AIM OF THE EXERCISE: Continue the piece on the 2017 Invictus Games in Toronto, starting after its final sentence.

EXTRACT PROVIDED:
Caption – Invictus is latin for Unconquered
Well, the Invictus Games came and went in Toronto, ON from 23-30 September 2017. 550 ill and injured veterans, and about 900 friends and family from 17 different nations competed in 12 different sports.
The Sheraton Town Centre Hotel lobby in downtown Toronto turned into the “It” party for the week straight.
The scope and scale of the Invictus Games can be easily Googled, the human and warrior spirit displayed at the Games cannot. To quote His Royal Highness Prince Harry and Patron of the Invictus Games “…Invictus is about the dedication of the men and women who served their countries, confronted hardship, and refused to be defined by their injuries…”
For a week, the Toronto provided a venue to host a celebration of troops and their families who refused to be conquered, and provide hope for those who may be in a dark place.

Data entries
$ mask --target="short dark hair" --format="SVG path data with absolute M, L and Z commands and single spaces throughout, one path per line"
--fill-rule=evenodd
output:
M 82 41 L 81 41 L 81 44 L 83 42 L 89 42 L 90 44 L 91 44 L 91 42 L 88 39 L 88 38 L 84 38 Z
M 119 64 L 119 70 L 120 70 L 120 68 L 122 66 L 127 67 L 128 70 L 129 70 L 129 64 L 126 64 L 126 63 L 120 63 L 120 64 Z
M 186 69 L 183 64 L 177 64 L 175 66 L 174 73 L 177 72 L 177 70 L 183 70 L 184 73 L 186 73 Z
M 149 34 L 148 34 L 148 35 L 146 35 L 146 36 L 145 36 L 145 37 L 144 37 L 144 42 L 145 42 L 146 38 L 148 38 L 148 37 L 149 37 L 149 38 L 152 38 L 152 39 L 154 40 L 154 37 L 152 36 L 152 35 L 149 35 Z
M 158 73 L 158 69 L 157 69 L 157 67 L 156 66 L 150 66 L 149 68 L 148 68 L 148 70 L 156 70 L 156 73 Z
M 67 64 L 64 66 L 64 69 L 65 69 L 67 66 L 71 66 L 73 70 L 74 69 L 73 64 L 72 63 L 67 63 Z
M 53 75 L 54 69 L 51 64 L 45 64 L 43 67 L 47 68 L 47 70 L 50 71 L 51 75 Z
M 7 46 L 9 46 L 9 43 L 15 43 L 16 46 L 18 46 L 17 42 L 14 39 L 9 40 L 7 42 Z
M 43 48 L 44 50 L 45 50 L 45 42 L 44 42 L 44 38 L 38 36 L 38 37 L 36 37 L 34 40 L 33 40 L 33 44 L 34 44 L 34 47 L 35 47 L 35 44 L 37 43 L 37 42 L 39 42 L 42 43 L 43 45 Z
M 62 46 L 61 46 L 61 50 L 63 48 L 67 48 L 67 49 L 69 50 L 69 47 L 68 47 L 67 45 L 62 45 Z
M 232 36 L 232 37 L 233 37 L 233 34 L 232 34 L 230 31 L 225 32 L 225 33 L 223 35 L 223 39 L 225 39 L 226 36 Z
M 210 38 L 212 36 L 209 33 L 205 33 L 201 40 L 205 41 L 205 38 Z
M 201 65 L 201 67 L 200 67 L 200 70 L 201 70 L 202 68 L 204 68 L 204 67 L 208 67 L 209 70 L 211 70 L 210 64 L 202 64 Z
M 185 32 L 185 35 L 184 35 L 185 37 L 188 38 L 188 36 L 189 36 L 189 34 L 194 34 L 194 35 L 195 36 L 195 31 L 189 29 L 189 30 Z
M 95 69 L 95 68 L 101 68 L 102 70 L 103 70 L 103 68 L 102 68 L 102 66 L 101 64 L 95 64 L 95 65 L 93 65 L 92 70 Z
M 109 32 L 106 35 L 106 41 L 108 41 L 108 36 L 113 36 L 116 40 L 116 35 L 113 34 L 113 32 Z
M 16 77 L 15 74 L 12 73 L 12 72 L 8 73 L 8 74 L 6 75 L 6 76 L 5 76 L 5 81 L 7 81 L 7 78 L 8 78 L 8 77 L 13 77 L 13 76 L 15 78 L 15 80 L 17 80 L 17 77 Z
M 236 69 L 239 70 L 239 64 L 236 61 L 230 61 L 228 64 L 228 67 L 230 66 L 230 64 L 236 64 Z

SOLVED PROBLEM:
This was what the games were all about. Not winning or losing, but advancing beyond the setbacks from the darker side of our profession. As the audience of this particular publication knows all too well, the Canadian Armed Forces and other nations allied to us have been in almost continuous operations since 2003 – some more or less, in many countries around the world. Although Team Canada did very well, there were no medal counts – it would have been outside the scope of the Games to maintain one.
I was lucky enough to be selected for a spot on Team Canada after speaking with one of the Operational Stress Injury Social Support Peer Support Coordinators at CFB Shilo in October 2016. I applied on a bit of a whim, and to paraphrase Forrest Gump “I never thought lifting anything would take me anywhere”. Little did I know it would start a journey that would turn out to be one of the highlights of my military career.
Training started a year out, and received a fast forward from two training camps, each about a week long, in Victoria, BC and Kingston, ON, about six and three months out, respectively. Long hours in the gym, pool, and track followed. Sore muscles and liniment became the norm. For myself, in powerlifting, a shocking amount of weight was moved through a “modified Sheiko” program.
Caption – For those who don’t follow the sport, powerlifting is weighlifting’s angry, weird, strange cousin. Competitors may also have some of these qualities.
Caption – Bumper plates in training make it look like I’m beating world records.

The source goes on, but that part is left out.